-- Start of Document segment --

Add {DOCUMENT_IMAGE} placeholder to classification prompt for multi-modal page level classification method.

Bob Strahan · Bob Strahan · commit 0d5437f5aa8f · 2025-06-02T20:11:51.000Z
diff --git a/lib/idp_common_pkg/idp_common/classification/service.py b/lib/idp_common_pkg/idp_common/classification/service.py
@@ -20,7 +20,7 @@
 import boto3
 from botocore.exceptions import ClientError
 
-from idp_common import bedrock, s3, utils
+from idp_common import bedrock, image, s3, utils
 from idp_common.classification.models import (
     ClassificationResult,
     DocumentClassification,
@@ -215,71 +215,213 @@ def _prepare_prompt_from_template(
 
         return format_prompt(prompt_template, substitutions, required_placeholders)
 
-    def _build_content_with_few_shot_examples(
+    def _build_content_with_or_without_image_placeholder(
         self,
-        task_prompt_template: str,
+        prompt_template: str,
         document_text: str,
         class_names_and_descriptions: str,
+        image_content: Optional[bytes] = None,
     ) -> List[Dict[str, Any]]:
         """
-        Build content array with few-shot examples inserted at the FEW_SHOT_EXAMPLES placeholder.
+        Build content array, automatically deciding whether to use image placeholder processing.
 
         Args:
-            task_prompt_template: The task prompt template containing {FEW_SHOT_EXAMPLES}
+            prompt_template: The prompt template that may contain {DOCUMENT_IMAGE}
             document_text: The document text content
             class_names_and_descriptions: Formatted class names and descriptions
+            image_content: Optional image content to insert
 
         Returns:
             List of content items with text and image content properly ordered
         """
-        # Split the task prompt at the FEW_SHOT_EXAMPLES placeholder
-        parts = task_prompt_template.split("{FEW_SHOT_EXAMPLES}")
+        if "{DOCUMENT_IMAGE}" in prompt_template:
+            return self._build_content_with_image_placeholder(
+                prompt_template,
+                document_text,
+                class_names_and_descriptions,
+                image_content,
+            )
+        else:
+            return self._build_content_without_image_placeholder(
+                prompt_template,
+                document_text,
+                class_names_and_descriptions,
+                image_content,
+            )
 
-        if len(parts) != 2:
-            # Fallback to regular prompt processing if placeholder not found or malformed
-            task_prompt = self._prepare_prompt_from_template(
-                task_prompt_template,
+    def _build_content_with_image_placeholder(
+        self,
+        prompt_template: str,
+        document_text: str,
+        class_names_and_descriptions: str,
+        image_content: Optional[bytes] = None,
+    ) -> List[Dict[str, Any]]:
+        """

-- End of Document segment --

• Written problem
Write the next part of the classification service code change, picking up after the opening docstring quotes of `_build_content_with_image_placeholder`. The material after this point is separate from the code change above.

-- Start of Source material --

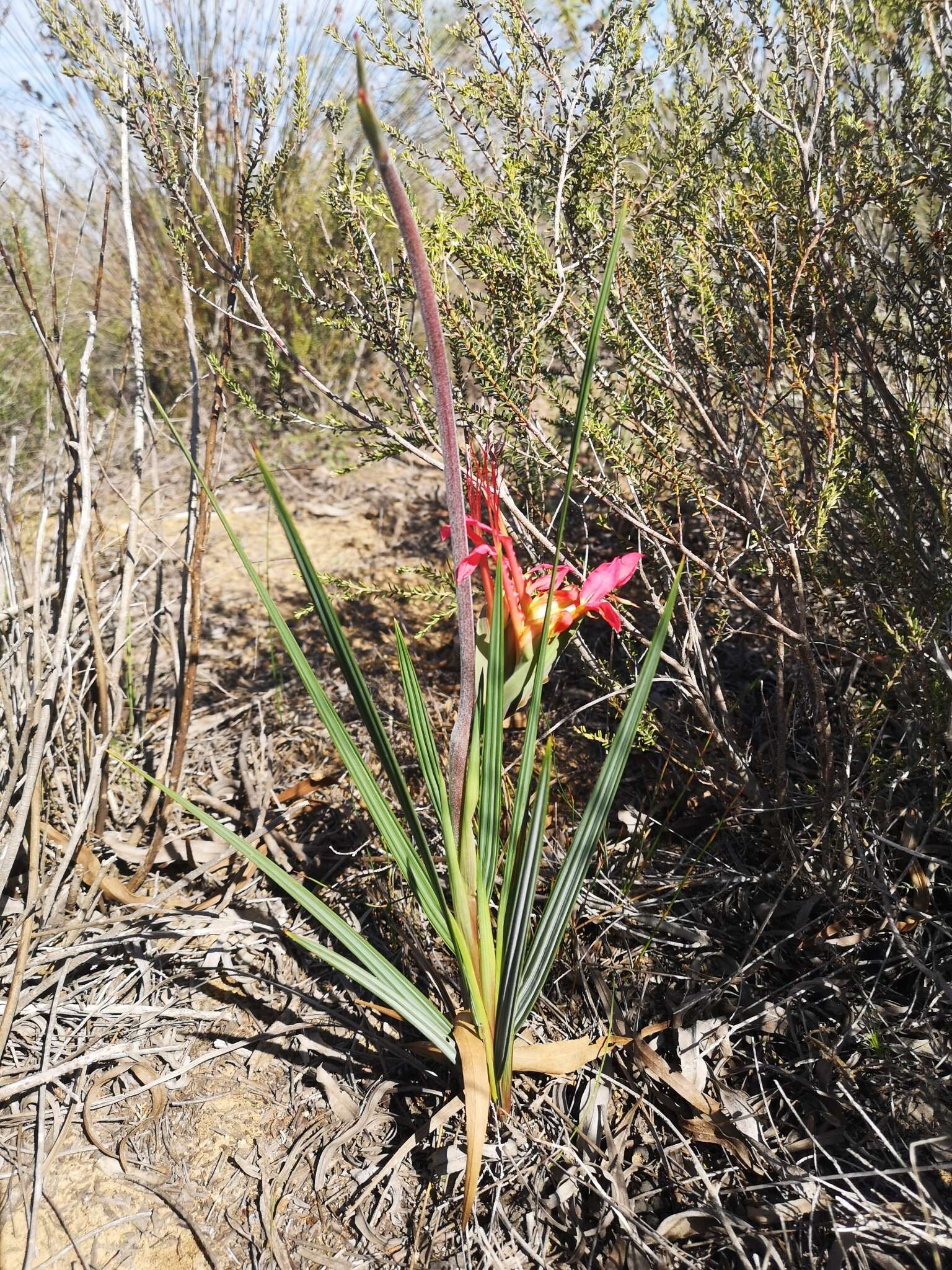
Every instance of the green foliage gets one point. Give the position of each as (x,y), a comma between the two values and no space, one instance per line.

-- End of Source material --

• Output of the task
+        Build content array with image inserted at DOCUMENT_IMAGE placeholder if present.
+
+        Args:
+            prompt_template: The prompt template that may contain {DOCUMENT_IMAGE}
+            document_text: The document text content
+            class_names_and_descriptions: Formatted class names and descriptions
+            image_content: Optional image content to insert
+
+        Returns:
+            List of content items with text and image content properly ordered
+        """
+        # Check if DOCUMENT_IMAGE placeholder is present
+        if "{DOCUMENT_IMAGE}" in prompt_template:
+            # Split the prompt at the DOCUMENT_IMAGE placeholder
+            parts = prompt_template.split("{DOCUMENT_IMAGE}")
+
+            if len(parts) != 2:
+                logger.warning(
+                    "Invalid DOCUMENT_IMAGE placeholder usage, falling back to standard processing"
+                )
+                # Fallback to standard processing
+                return self._build_content_without_image_placeholder(
+                    prompt_template,
+                    document_text,
+                    class_names_and_descriptions,
+                    image_content,
+                )
+
+            # Process the parts before and after the image placeholder
+            before_image = self._prepare_prompt_from_template(
+                parts[0],
                 {
                     "DOCUMENT_TEXT": document_text,
                     "CLASS_NAMES_AND_DESCRIPTIONS": class_names_and_descriptions,
                 },
-                required_placeholders=["DOCUMENT_TEXT", "CLASS_NAMES_AND_DESCRIPTIONS"],
+                required_placeholders=[],  # Don't enforce required placeholders for partial templates
+            )
+
+            after_image = self._prepare_prompt_from_template(
+                parts[1],
+                {
+                    "DOCUMENT_TEXT": document_text,
+                    "CLASS_NAMES_AND_DESCRIPTIONS": class_names_and_descriptions,
+                },
+                required_placeholders=[],  # Don't enforce required placeholders for partial templates
+            )
+
+            # Build content array with image in the middle
+            content = []
+
+            # Add the part before the image
+            if before_image.strip():
+                content.append({"text": before_image})
+
+            # Add the image if available
+            if image_content:
+                content.append(image.prepare_bedrock_image_attachment(image_content))
+
+            # Add the part after the image
+            if after_image.strip():
+                content.append({"text": after_image})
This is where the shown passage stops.